* [Supplied passage]:
··········
Windmill in Suffolk, United Kingdom

Eastbridge Windpump is a smock mill that served as a pumping station until it was relocated to the Museum of East Anglian Life, Stowmarket, Suffolk, England and which was then restored to working order.
==History==
Eastbridge Windpump was probably built in the mid nineteenth century by Robert Martin, the Beccles millwright. It was originally part of the structures built to maintain the drainage of the Minsmere Levels, Eastbridge, Leiston. In the early 1920s, millwright Dan England of Ludham reinforced the mill by bolting the frame from a nearby smock mill, which had collapsed, over the weatherboarding. It worked by wind until 1940. After the war, an iron windpump was erected nearby to take over from Eastbridge Windpump. On 19 February 1977, Eastbridge Windpump collapsed. The remains were dismantled by members of Suffolk Mills Group in July 1977 and later incorporated into the rebuilt mill at the Museum of East Anglian Life, Stowmarket. The restoration work was done by Jameson Marshall Ltd.
··········
* [Required tasks]:
1. In the Eastbridge Windpump passage, swap "smock mill" for "drainage mill" in the part from "Windmill in Suffolk, United" to "to working order.", and write out that part with the change.
2. Write the next part of the Eastbridge Windpump passage, picking up after its final sentence.
The material that comes after the Eastbridge Windpump passage plays no part here.

* [Data extracts]:
··········
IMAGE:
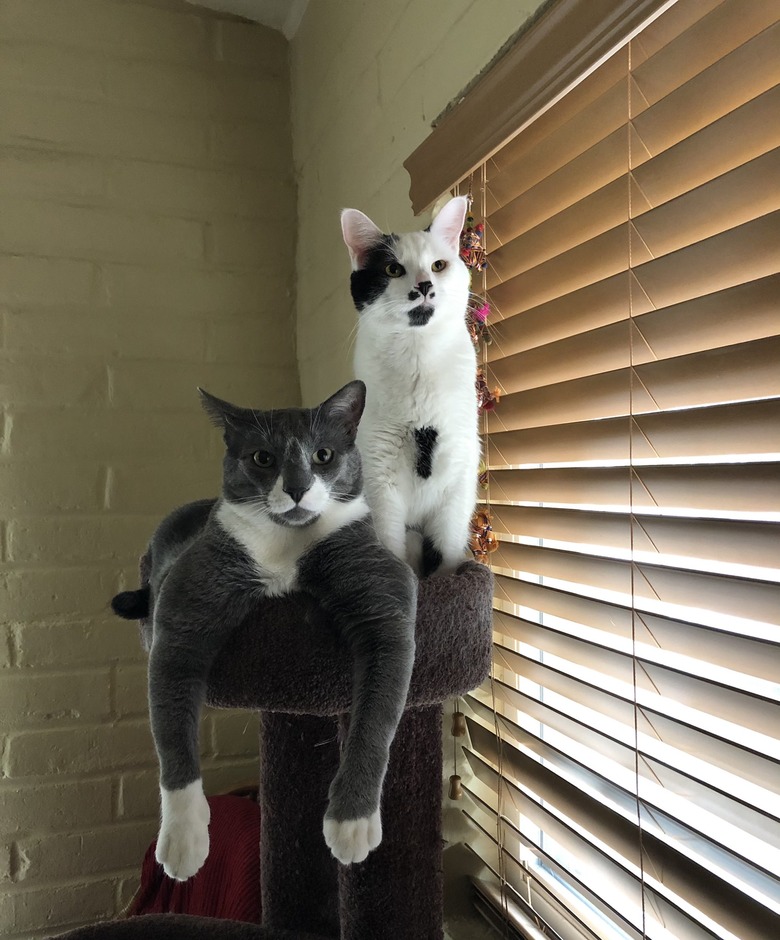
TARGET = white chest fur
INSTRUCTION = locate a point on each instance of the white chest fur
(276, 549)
··········
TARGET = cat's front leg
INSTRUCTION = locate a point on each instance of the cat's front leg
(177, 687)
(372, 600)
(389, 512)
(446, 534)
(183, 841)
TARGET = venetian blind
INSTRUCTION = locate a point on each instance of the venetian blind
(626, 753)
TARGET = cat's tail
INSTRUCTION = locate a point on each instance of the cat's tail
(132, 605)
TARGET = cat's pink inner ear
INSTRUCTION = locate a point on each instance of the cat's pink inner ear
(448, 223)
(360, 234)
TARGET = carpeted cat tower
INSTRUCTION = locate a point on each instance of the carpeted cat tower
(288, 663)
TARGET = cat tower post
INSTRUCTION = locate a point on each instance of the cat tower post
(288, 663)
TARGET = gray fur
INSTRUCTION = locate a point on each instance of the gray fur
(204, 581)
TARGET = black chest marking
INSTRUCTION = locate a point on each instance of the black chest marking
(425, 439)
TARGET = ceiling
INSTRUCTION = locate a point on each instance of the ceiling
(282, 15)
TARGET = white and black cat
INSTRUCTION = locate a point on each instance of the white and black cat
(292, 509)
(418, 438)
··········
* [Answers to the exercises]:
1.
Windmill in Suffolk, United Kingdom

Eastbridge Windpump is a drainage mill that served as a pumping station until it was relocated to the Museum of East Anglian Life, Stowmarket, Suffolk, England and which was then restored to working order.

2.
==Description==

Eastbridge windpump is a 30 ft high smock mill on a brick base of a few courses. It has a boat-shaped cap and is winded by a fantail. The four Patent sails are carried on a cast-iron windshaft. They span 44 ft. The cast-iron brake wheel drives a cast-iron wallower carried on a cast-iron upright shaft. A cast-iron crown wheel drives a three-throw plunger pump, which has cylinders 1 ft square.

==Public access==
Eastbridge Windpump is open to the public and may be viewed externally during normal opening times of the Museum of East Anglian Life.